Input for this task:
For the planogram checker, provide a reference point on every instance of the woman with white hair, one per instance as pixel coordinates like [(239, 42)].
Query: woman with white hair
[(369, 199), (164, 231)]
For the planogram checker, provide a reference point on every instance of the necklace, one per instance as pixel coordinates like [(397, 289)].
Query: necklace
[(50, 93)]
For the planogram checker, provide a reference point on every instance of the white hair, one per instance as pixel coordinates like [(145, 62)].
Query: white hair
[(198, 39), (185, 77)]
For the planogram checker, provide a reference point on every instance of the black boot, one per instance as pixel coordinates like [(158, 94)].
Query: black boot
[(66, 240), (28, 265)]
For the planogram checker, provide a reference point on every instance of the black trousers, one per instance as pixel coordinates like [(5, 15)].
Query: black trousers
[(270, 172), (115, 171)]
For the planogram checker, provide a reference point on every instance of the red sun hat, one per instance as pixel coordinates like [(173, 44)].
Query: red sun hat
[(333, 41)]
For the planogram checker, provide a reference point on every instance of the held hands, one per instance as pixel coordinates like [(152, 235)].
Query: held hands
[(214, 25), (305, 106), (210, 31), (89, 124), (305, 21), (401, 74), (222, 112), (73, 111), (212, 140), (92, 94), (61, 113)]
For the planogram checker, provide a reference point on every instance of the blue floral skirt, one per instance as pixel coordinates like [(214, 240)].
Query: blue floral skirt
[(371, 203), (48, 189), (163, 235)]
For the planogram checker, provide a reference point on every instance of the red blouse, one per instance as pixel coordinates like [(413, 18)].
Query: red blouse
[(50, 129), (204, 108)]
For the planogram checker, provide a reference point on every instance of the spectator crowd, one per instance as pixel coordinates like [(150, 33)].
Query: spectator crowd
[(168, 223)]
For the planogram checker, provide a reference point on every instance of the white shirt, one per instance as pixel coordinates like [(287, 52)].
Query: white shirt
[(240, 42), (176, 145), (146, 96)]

Exercise objective: Reply by returning the full set of records above exactly.

Expected answer:
For the planogram checker, provide a reference point on every instance of the woman with white hair, one per instance as pixel coordinates like [(239, 42)].
Query: woman with white hair
[(369, 199), (164, 231)]
For the planogram checker, provide a reference point on every instance of the necklace, one per instance as pixel coordinates like [(397, 289)].
Query: necklace
[(50, 93)]
For the planogram checker, provide a reference point on every instance of the white hair, one per instance as pixel coordinates like [(145, 62)].
Query: white hair
[(198, 39), (185, 77)]
For the planogram checker, provide a reference point on every instance of the black boot, one per instance as pixel coordinates like [(158, 94)].
Query: black boot
[(66, 240), (28, 265)]
For the planogram checker, provide a reference point on every instance of the black trousers, one per instance as pixel coordinates like [(5, 15)].
Query: black trousers
[(270, 172), (115, 171)]
For the planogram checker, provide a reference point on every instance of the red sun hat, one per instance as pixel coordinates like [(173, 44)].
Query: red sun hat
[(333, 41)]
For the planogram checker, provide a reference point on every instance of the held hands, one per instance as pixel coordinates like [(152, 235)].
Query: held hands
[(214, 25), (305, 106), (210, 31), (89, 124), (305, 21), (401, 74), (222, 112), (73, 111), (212, 140), (92, 94), (61, 113)]
For the planogram checker, provide a reference point on every instance of the blue floral skirt, one per instance as pixel coordinates like [(214, 240)].
Query: blue floral skirt
[(371, 203), (48, 189), (163, 235)]
For the planogram checker, provide a reference point on every instance of the red blouse, one per instance as pixel coordinates like [(413, 18)].
Query: red blouse
[(50, 129), (204, 108)]
For the planogram checker, provide a reference point on every instance of the spectator crowd, one per instance as pixel coordinates like [(150, 33)].
Query: spectator crowd
[(168, 223)]
For the planogram checker, provide a reference point on every instance of the white shirt, one per instance as pixel coordinates like [(287, 52)].
Query: white shirt
[(240, 42), (176, 145), (146, 96)]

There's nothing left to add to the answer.